■ **Text**:
+ + + + +
Sannieshof residents in North West province do not have adequate access to water. Local infrastructure has not been properly maintained for years. There is no proper water and sanitation plan.
Since 2007, quality of water in the area is heavily impacted on by unmanaged raw sewage, amid allegations of inadequate operation of an oxidation pond.
A resident in Pelindaba in North West province said: “There are black elements in the water that comes out of the communal tap and the water is smelly sometimes”.
Sewage into groundwater
Some water services management institutions acknowledged that some sewage seeps underground and affects groundwater in the area.
Pelindaba people get water from communal taps or stand pipes. Pelindaba had three working taps to service 600 households, and water access was worst in early 2012 than ever before, the scientific SA WRC study found.
The system broke down as a result of lack of maintenance by the municipality. Houses tend to have internal or yard taps and toilets as well as electricity, while informal settlements are generally lacking toilets and electricity and rely on communal stand pipes for water.
+ + + + +
■ **Supplied material**:
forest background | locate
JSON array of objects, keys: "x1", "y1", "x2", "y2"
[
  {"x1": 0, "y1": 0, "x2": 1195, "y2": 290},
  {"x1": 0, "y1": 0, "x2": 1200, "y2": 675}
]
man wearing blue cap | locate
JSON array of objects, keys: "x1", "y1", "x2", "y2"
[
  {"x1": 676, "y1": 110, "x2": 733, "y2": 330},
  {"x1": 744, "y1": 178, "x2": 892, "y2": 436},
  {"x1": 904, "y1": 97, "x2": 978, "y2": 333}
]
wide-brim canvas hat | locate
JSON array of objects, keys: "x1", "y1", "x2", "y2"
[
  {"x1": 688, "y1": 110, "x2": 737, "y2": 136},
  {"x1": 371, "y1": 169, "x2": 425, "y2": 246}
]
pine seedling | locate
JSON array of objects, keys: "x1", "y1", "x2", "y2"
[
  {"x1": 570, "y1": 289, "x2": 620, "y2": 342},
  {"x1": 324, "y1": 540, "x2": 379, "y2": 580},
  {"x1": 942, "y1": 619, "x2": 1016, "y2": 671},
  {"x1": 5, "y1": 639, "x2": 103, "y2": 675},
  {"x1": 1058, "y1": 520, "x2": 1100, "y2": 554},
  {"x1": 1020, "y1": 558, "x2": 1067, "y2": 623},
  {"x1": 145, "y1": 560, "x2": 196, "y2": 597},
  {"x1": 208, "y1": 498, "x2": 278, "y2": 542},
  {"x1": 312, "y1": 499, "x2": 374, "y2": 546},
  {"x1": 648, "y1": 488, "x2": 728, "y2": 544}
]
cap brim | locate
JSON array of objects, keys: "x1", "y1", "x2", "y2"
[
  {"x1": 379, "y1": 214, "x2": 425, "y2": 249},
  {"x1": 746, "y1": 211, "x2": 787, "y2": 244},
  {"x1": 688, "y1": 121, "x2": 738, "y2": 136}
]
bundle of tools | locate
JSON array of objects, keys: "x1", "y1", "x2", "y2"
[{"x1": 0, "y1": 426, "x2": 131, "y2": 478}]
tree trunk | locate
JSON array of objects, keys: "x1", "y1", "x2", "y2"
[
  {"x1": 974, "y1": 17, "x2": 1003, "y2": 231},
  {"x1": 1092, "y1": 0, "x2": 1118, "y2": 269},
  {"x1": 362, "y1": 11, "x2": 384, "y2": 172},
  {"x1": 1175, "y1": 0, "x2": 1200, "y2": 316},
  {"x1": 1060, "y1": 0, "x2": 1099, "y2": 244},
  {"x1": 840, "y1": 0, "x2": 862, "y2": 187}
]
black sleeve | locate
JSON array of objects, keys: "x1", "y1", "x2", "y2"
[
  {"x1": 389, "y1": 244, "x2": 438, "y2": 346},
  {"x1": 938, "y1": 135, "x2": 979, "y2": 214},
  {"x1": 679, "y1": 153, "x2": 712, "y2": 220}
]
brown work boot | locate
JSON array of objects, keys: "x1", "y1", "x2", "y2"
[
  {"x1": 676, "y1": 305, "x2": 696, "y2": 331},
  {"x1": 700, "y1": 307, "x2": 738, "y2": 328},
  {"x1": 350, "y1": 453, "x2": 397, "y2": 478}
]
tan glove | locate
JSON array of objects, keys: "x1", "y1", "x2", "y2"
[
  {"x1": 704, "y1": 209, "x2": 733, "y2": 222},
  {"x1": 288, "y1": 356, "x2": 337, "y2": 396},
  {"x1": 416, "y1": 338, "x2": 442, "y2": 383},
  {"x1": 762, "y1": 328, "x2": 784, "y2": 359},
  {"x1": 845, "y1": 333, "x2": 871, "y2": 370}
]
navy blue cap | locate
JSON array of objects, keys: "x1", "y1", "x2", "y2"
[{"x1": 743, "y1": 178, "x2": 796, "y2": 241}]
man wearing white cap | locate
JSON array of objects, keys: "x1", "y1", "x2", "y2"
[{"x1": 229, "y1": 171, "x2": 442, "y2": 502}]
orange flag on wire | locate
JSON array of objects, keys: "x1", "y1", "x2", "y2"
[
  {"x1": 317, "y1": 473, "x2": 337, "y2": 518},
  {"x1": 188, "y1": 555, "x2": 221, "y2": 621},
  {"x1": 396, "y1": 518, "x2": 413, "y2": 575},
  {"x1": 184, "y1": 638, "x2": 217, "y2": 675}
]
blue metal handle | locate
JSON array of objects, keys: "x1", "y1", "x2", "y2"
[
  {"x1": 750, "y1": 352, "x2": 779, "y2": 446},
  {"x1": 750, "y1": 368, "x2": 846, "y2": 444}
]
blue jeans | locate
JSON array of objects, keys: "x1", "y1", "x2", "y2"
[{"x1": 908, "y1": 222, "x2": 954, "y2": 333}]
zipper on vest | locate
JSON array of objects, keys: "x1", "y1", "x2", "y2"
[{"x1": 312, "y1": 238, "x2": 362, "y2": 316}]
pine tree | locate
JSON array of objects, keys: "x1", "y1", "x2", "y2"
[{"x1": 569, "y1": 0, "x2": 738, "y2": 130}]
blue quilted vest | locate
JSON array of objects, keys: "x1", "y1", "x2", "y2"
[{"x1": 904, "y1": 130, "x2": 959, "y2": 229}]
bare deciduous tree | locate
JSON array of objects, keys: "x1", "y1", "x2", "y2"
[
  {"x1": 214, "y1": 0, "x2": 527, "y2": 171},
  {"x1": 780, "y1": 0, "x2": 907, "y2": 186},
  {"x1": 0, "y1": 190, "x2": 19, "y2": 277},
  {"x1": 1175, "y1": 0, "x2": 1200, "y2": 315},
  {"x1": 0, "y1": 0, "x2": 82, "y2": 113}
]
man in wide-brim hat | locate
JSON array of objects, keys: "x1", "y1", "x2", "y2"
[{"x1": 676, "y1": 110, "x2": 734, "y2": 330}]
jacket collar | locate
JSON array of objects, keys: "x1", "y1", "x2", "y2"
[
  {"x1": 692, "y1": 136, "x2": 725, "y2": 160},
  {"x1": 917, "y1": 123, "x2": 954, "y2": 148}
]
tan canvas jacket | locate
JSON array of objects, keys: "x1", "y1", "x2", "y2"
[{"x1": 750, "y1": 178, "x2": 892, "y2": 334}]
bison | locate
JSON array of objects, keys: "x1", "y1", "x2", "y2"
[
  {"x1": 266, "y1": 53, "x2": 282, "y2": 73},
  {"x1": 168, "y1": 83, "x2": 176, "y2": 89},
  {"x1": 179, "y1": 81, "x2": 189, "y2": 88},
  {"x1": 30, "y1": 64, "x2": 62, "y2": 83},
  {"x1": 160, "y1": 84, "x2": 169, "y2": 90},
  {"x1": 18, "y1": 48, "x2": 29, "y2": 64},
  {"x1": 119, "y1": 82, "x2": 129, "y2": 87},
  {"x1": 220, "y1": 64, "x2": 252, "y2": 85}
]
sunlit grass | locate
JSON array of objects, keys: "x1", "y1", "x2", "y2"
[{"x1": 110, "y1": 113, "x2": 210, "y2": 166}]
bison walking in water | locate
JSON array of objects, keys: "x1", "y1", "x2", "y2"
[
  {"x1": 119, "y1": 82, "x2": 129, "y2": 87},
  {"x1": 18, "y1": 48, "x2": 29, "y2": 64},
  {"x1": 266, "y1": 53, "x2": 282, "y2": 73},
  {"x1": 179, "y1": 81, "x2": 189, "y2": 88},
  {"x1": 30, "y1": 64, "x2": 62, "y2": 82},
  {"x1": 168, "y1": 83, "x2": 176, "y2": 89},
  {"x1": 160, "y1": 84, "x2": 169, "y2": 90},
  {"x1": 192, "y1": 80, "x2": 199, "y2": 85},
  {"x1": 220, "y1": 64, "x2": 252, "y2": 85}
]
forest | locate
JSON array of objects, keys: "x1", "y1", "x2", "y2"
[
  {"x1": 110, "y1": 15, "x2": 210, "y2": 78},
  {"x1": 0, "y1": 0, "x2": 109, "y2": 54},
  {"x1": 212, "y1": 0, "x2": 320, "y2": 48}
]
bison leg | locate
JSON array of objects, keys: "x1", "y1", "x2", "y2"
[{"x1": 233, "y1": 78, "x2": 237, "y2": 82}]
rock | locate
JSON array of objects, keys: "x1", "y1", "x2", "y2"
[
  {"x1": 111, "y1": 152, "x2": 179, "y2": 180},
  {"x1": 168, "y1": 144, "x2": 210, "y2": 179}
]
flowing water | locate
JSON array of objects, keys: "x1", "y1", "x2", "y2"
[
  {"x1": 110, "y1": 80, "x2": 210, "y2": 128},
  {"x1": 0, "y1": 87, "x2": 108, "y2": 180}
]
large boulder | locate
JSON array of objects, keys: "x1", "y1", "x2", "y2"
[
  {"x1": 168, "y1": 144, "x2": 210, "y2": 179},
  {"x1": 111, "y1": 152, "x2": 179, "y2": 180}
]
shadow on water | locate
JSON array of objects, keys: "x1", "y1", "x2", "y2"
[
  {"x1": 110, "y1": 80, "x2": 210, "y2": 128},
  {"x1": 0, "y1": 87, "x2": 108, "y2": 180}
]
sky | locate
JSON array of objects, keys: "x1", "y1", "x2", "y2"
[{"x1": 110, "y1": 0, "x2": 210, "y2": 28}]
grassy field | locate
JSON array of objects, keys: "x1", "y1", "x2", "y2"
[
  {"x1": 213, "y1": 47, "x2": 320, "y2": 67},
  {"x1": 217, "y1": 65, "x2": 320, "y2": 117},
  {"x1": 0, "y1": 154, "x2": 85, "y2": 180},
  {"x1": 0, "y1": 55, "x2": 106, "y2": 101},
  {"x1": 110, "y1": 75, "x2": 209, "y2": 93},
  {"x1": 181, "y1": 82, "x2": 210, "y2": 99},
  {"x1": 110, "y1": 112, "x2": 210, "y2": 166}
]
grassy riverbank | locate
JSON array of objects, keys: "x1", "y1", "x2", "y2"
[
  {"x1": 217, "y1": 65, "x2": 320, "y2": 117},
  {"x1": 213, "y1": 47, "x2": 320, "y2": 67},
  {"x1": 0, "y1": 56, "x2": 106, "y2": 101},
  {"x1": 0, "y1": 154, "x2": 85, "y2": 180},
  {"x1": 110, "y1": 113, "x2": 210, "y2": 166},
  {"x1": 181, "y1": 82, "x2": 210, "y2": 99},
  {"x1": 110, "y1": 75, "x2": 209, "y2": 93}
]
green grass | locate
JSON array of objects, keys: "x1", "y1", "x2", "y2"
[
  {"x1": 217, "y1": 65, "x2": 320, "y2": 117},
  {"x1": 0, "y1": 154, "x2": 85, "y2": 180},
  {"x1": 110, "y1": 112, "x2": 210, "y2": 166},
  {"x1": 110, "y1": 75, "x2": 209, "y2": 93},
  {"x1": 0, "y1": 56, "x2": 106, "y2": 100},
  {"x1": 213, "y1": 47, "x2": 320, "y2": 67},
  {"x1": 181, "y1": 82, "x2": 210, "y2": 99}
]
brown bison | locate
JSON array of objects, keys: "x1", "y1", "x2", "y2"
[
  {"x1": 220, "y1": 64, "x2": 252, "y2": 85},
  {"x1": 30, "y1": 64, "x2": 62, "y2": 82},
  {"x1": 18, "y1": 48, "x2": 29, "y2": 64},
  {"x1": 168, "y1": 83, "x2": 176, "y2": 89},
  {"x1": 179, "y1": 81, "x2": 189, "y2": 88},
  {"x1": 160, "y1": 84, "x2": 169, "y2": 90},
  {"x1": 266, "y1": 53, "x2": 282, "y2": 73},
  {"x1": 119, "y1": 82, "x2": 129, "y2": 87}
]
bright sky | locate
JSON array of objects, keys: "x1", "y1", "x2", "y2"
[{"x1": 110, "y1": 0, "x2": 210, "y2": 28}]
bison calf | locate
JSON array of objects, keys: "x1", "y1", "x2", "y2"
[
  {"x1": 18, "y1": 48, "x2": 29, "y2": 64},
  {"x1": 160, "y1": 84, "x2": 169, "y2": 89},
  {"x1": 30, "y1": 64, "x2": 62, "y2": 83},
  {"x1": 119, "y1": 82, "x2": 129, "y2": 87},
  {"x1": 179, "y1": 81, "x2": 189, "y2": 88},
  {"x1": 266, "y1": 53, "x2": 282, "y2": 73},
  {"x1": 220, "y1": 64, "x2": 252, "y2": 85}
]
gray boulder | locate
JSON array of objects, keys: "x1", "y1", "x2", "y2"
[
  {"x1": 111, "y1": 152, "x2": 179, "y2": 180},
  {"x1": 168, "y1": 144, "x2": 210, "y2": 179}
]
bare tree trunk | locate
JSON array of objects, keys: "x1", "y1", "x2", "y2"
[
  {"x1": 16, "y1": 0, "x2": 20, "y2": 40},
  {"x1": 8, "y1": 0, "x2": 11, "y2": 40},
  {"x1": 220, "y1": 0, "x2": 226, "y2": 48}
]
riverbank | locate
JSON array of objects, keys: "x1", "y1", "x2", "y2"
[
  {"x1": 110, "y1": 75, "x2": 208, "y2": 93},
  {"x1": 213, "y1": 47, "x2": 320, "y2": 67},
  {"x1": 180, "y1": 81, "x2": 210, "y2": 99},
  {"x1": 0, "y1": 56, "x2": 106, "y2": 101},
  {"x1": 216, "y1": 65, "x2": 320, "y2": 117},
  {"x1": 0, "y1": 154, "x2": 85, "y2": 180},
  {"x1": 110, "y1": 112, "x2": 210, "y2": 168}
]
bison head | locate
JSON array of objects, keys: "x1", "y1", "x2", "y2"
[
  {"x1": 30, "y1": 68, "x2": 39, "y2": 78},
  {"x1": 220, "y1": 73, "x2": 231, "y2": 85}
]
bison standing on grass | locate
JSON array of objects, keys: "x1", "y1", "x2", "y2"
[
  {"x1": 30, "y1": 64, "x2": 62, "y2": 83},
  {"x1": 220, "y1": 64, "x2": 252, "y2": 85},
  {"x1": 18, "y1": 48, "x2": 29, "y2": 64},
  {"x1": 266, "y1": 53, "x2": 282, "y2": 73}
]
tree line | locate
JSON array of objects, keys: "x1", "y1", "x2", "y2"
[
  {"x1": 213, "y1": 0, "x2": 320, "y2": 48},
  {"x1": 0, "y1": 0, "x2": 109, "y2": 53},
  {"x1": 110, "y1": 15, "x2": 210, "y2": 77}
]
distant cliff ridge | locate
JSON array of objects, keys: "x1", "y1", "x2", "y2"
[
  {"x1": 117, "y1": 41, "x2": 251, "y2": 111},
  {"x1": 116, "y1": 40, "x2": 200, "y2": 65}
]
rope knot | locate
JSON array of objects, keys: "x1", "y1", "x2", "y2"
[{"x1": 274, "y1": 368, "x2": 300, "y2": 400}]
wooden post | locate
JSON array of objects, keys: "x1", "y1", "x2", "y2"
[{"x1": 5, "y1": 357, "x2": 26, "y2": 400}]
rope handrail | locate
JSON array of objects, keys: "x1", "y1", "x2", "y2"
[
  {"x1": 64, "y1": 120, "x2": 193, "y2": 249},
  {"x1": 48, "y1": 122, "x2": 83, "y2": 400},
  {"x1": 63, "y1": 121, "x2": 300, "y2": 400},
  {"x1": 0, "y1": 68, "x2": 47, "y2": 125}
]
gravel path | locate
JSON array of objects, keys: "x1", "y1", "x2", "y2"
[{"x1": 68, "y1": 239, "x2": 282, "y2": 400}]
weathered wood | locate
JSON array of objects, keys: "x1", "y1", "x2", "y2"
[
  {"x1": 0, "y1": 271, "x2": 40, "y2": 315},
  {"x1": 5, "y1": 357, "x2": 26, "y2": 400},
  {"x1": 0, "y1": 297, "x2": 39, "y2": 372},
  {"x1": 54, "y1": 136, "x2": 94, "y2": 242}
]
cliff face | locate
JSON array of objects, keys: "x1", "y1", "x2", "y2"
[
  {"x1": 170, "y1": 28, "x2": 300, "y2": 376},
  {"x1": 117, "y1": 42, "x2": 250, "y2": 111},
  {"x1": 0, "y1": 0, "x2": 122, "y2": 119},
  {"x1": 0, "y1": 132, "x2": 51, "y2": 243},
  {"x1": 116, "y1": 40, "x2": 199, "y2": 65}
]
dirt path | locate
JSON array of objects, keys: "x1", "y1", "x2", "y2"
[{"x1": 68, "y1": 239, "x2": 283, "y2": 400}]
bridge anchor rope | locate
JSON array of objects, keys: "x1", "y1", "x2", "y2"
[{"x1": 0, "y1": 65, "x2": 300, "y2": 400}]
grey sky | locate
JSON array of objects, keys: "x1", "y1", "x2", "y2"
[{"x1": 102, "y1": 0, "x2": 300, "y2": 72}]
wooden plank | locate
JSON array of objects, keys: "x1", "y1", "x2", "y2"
+ + + + +
■ **To do**:
Copy out the passage on water and sewage problems in Sannieshof above, word for word.

■ **Response to this exercise**:
Sannieshof residents in North West province do not have adequate access to water. Local infrastructure has not been properly maintained for years. There is no proper water and sanitation plan.
Since 2007, quality of water in the area is heavily impacted on by unmanaged raw sewage, amid allegations of inadequate operation of an oxidation pond.
A resident in Pelindaba in North West province said: “There are black elements in the water that comes out of the communal tap and the water is smelly sometimes”.
Sewage into groundwater
Some water services management institutions acknowledged that some sewage seeps underground and affects groundwater in the area.
Pelindaba people get water from communal taps or stand pipes. Pelindaba had three working taps to service 600 households, and water access was worst in early 2012 than ever before, the scientific SA WRC study found.
The system broke down as a result of lack of maintenance by the municipality. Houses tend to have internal or yard taps and toilets as well as electricity, while informal settlements are generally lacking toilets and electricity and rely on communal stand pipes for water.